Collect every line of the records below that contains the word "plant", copying each one in full.
# Data for this task start
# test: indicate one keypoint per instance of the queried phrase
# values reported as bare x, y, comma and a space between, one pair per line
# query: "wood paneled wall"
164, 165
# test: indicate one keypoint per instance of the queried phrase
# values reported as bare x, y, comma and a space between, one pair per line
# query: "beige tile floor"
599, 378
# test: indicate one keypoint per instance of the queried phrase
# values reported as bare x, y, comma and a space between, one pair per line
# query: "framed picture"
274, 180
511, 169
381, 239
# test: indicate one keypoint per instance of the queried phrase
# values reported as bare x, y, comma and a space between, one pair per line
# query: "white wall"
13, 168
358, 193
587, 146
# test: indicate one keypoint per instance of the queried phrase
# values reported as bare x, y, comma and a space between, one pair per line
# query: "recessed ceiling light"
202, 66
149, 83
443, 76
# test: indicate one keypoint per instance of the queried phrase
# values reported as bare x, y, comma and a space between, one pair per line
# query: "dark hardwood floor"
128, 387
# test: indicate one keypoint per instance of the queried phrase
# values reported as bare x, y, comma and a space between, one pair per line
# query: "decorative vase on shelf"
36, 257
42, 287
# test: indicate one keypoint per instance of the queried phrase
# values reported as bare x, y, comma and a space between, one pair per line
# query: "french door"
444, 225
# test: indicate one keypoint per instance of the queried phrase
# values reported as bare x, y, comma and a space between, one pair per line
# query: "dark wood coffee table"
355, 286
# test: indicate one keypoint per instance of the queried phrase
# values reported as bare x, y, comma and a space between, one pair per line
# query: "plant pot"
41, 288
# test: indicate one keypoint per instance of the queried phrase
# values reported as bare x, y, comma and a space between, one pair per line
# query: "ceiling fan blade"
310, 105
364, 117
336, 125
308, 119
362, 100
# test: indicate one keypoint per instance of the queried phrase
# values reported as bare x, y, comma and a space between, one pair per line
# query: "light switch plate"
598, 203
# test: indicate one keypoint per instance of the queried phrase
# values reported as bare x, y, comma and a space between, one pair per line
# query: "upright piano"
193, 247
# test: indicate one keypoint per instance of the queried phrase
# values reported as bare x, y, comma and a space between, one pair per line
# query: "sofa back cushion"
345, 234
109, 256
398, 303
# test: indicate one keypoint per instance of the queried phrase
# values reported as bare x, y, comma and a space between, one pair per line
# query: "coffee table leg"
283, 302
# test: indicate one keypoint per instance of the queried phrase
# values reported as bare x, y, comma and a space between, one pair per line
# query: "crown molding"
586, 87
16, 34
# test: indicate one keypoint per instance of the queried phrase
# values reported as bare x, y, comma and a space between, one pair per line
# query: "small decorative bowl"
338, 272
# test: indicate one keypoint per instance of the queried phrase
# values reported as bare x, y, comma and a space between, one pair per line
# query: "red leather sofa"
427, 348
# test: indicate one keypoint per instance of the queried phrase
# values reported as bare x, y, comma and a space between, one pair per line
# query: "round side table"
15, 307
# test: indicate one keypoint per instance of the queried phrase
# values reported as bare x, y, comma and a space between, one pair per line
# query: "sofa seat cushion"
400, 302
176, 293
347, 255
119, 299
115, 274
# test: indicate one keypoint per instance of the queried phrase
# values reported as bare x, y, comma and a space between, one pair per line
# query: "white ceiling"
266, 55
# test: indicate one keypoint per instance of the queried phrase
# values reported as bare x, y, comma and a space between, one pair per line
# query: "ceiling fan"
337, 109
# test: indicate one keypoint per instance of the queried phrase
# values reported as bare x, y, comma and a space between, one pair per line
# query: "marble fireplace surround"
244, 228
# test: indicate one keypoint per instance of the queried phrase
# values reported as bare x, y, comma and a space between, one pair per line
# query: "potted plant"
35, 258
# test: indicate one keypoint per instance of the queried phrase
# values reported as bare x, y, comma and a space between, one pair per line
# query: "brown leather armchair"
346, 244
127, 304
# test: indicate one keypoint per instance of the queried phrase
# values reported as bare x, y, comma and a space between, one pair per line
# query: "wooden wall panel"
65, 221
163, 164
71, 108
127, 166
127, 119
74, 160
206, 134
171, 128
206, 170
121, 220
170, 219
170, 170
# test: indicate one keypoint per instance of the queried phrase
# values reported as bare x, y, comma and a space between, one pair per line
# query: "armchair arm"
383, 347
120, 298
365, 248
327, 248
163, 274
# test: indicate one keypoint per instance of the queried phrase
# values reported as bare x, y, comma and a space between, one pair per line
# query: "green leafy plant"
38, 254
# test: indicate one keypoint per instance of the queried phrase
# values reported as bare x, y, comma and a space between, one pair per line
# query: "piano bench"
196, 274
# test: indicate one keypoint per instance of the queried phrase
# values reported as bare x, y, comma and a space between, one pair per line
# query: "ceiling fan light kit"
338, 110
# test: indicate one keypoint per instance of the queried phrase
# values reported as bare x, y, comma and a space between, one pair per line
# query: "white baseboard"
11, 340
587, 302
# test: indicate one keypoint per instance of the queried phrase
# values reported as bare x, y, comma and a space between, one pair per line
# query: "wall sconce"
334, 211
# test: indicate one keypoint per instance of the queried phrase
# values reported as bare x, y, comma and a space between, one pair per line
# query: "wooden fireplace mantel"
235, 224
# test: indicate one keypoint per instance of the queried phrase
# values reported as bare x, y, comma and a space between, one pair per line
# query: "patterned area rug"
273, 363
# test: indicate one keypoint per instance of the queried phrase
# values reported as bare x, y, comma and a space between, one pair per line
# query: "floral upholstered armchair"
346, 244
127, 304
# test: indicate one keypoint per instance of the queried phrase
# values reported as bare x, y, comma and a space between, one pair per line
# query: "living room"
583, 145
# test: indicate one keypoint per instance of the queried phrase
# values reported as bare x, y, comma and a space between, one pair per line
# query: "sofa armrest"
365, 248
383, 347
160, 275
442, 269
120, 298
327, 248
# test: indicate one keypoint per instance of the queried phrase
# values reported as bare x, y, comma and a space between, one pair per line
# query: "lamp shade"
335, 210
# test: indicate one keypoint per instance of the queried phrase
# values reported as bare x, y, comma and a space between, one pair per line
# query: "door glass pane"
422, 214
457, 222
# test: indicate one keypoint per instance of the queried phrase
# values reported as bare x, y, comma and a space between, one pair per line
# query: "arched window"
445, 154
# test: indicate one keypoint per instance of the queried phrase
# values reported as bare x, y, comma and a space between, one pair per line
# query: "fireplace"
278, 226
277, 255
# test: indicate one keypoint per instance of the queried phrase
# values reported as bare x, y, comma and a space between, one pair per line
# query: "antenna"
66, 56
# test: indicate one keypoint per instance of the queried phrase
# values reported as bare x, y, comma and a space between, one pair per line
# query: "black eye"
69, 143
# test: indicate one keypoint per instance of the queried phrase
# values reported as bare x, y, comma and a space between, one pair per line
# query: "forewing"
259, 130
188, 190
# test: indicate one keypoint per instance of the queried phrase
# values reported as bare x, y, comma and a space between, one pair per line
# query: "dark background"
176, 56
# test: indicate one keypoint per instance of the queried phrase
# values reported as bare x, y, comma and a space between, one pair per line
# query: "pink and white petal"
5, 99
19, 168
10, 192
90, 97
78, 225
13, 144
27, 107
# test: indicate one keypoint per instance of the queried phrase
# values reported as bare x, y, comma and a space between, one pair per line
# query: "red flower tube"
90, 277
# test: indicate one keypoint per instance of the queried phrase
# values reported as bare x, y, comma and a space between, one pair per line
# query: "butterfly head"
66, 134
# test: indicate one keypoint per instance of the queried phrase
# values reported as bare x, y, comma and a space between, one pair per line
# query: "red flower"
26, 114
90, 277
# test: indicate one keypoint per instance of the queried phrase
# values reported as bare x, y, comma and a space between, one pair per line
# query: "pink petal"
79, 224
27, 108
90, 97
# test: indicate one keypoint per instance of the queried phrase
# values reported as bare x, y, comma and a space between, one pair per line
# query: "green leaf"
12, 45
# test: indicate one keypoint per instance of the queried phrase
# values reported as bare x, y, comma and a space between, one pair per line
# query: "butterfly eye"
# Data for this task end
◆ **Reply**:
# query: "plant pot"
# query: "potted plant"
# query: "green leafy plant"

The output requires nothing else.